# TASK INSTRUCTIONS:
• A. The forum thread about extra commas in a csv.DictReader column has a header line. List every column name in that header.
• B. Continue the forum thread about extra commas in a csv.DictReader column, starting right after its last sentence.

# EXCERPT PROVIDED:
Python: Extra comma on csv.Dictreader column - python

I have this read function where it reads a csv file using csv.DictReader. The file.csv is separated by commas and it fully reads. However, this part of my file has a column that contains multiple commas. My question is, how can I make sure that comma is counted as part of a column? I cannot alter my csv file to meet the criteria.
Text File:
ID,Name,University,Street,ZipCode,Country
12,Jon Snow,U of Winterfell,Winterfell #45,60434,Westeros
13,Steve Rogers,NYU,108, Chelsea St.,23333,United States
20,Peter Parker,Yale,34, Tribeca,32444,United States
34,Tyrion Lannister,U of Casterly Rock,Kings Landing #89, 43543,Westeros
The desired output is this:
{'ID': '12', 'Name': 'Jon Snow', 'University': 'U of Winterfell', 'Street': 'Winterfell #45', 'ZipCode': '60434', 'Country': 'Westeros'}
{'ID': '13', 'Name': 'Steve Rogers', 'University': 'NYU', 'Street': '108, Chelsea St.', 'ZipCode': '23333', 'Country': 'United States'}
{'ID': '20', 'Name': 'Peter Parker', 'University': 'Yale', 'Street': '34, Tribeca', 'ZipCode': '32444', 'Country': 'United States'}
{'ID': '34', 'Name': 'Tyrion Lannister', 'University': 'U of Casterly Rock', 'Street': 'Kings Landing #89', 'ZipCode': '43543', 'Country': 'Westeros'}
As you can tell the 'Street' has at least two commas due to the numbers:
13,Steve Rogers,NYU,108, Chelsea St.,23333,United States
20,Peter Parker,Yale,34, Tribeca,32444,United States
Note: Most of the columns being read splits by a str,str BUT under the 'Street' column it is followed by a str, str (there is an extra space after the comma). I hope this makes sense.
The options I tried looking out is using re.split, but I don't know how to implement it on my read file. I was thinking re.split(r'(?!\s),(?!\s)',x[:-1])? How can I make sure the format from my file will count as part of any column? I can't use pandas.

# DATASET EXCERPT:

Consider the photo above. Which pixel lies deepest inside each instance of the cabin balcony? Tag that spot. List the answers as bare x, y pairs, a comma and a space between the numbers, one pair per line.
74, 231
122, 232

# TASK RESPONSES:
• A. ID, Name, University, Street, ZipCode, Country

• B.
My current output looks like this right now:
{'ID': '12', 'Name': 'Jon Snow', 'University': 'U of Winterfell', 'Street': 'Winterfell #45', 'ZipCode': '60434', 'Country': 'Westeros'}
{'ID': '13', 'Name': 'Steve Rogers', 'University': 'NYU', 'Street': '108', 'ZipCode': 'Chelsea St.', 'Country': '23333', None: ['United States']}
{'ID': '20', 'Name': 'Peter Parker', 'University': 'Yale', 'Street': '34', 'ZipCode': 'Tribeca', 'Country': '32444', None: ['United States']}
{'ID': '34', 'Name': 'Tyrion Lannister', 'University': 'U of Casterly Rock', 'Street': 'Kings Landing #89', 'ZipCode': '43543', 'Country': 'Westeros'}
This is my read function:
import csv
list = []
with open('file.csv', mode='r') as csv_file:
csv_reader = csv.DictReader(csv_file, delimiter=",", skipinitialspace=True)
for col in csv_reader:
list.append(dict(col))
print(dict(col))

You can't use csv if the file isn't valid CSV format.
You need to call re.split() on ordinary lines, not on dictionaries.
list = []
with open('file.csv', mode='r') as csv_file:
keys = csv_file.readline().strip().split(',') # Read header line
for line in csv_file:
line = line.strip()
row = re.split(r'(?!\s),(?!\s)',line)
list.append(dict(zip(keys, row)))

The actual solution for the problem is modifying the script that generates the csv file.
If you have a chance to modify that output you can do 2 things
Use a delimiter other than a comma such as | symbol or ; whatever you believe it doesn't exist in the string.
Or enclose all columns with " so you'll be able to split them by , which are actual separators.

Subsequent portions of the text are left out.